→ **Gestellte Aufgabe**
Kannst du in den Datensätzen von der Zeile mit "point: green foliage" bis zum Ende der Datensätze "wheel arch" in "wheel well" umbenennen und nur diese Zeilen, sonst unverändert, wiedergeben?
----
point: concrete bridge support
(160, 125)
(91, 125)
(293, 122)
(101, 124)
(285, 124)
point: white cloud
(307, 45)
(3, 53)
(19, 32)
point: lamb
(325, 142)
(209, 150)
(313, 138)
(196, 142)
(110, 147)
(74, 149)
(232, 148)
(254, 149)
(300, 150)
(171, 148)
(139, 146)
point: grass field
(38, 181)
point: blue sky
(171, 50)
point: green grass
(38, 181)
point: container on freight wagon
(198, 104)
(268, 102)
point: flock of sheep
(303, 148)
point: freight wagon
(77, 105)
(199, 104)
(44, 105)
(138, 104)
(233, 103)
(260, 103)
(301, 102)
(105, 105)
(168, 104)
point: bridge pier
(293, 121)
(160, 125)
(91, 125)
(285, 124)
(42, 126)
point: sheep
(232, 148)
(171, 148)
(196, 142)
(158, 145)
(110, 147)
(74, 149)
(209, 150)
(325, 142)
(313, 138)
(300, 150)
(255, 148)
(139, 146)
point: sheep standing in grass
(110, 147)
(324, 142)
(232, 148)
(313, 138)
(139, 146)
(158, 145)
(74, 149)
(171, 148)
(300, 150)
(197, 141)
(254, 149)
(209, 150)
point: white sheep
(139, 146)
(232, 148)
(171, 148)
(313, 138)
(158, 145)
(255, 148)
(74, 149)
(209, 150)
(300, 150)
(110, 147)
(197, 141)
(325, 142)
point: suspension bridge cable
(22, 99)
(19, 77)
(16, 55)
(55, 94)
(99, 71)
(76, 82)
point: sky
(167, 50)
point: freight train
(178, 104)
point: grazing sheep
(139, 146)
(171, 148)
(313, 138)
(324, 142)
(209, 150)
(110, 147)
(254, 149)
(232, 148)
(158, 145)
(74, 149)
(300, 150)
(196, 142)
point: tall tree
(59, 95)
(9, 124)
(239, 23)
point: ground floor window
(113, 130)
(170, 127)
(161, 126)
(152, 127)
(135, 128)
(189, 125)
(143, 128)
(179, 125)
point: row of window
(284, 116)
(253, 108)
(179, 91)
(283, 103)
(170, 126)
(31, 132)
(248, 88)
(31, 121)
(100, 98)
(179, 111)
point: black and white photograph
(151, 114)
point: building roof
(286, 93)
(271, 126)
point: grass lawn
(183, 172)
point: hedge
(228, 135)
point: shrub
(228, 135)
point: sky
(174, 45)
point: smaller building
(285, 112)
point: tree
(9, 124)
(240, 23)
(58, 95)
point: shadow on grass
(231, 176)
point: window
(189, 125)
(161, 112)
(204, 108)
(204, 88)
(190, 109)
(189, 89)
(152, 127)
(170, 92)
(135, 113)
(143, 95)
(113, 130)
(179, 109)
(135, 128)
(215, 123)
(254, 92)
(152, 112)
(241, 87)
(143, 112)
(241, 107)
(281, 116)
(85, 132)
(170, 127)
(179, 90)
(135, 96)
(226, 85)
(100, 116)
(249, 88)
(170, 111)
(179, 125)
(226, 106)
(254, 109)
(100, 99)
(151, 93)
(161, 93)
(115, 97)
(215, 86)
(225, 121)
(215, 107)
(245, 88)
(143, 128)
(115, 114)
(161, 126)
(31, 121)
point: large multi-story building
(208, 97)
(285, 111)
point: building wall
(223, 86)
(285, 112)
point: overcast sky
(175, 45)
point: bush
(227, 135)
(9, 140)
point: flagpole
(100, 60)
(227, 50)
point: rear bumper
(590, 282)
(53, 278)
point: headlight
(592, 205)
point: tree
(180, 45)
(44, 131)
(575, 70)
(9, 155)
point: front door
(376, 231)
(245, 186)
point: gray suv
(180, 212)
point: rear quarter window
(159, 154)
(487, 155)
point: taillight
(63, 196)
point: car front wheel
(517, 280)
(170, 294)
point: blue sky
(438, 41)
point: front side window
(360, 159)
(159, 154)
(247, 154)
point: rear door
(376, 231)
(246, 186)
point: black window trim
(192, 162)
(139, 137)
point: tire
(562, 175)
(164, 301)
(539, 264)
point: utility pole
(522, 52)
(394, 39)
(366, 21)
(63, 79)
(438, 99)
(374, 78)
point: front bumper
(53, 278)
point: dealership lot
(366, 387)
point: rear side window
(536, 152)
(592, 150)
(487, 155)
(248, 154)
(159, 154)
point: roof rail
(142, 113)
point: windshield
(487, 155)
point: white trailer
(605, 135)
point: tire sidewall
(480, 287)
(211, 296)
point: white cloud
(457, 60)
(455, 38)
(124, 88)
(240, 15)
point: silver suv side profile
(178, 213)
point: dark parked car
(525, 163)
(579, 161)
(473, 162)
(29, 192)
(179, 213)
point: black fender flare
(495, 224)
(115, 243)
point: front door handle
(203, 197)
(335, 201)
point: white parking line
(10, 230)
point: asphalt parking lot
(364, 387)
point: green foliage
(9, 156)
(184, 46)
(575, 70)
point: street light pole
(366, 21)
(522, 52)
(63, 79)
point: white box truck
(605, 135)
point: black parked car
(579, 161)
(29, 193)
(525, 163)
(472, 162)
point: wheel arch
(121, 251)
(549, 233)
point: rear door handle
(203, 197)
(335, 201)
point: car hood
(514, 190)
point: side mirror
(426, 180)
----
→ **Antwort folgt**
point: green foliage
(9, 156)
(184, 46)
(575, 70)
point: street light pole
(366, 21)
(522, 52)
(63, 79)
point: white box truck
(605, 135)
point: black parked car
(579, 161)
(29, 193)
(525, 163)
(472, 162)
point: wheel well
(121, 251)
(549, 233)
point: rear door handle
(203, 197)
(335, 201)
point: car hood
(514, 190)
point: side mirror
(426, 180)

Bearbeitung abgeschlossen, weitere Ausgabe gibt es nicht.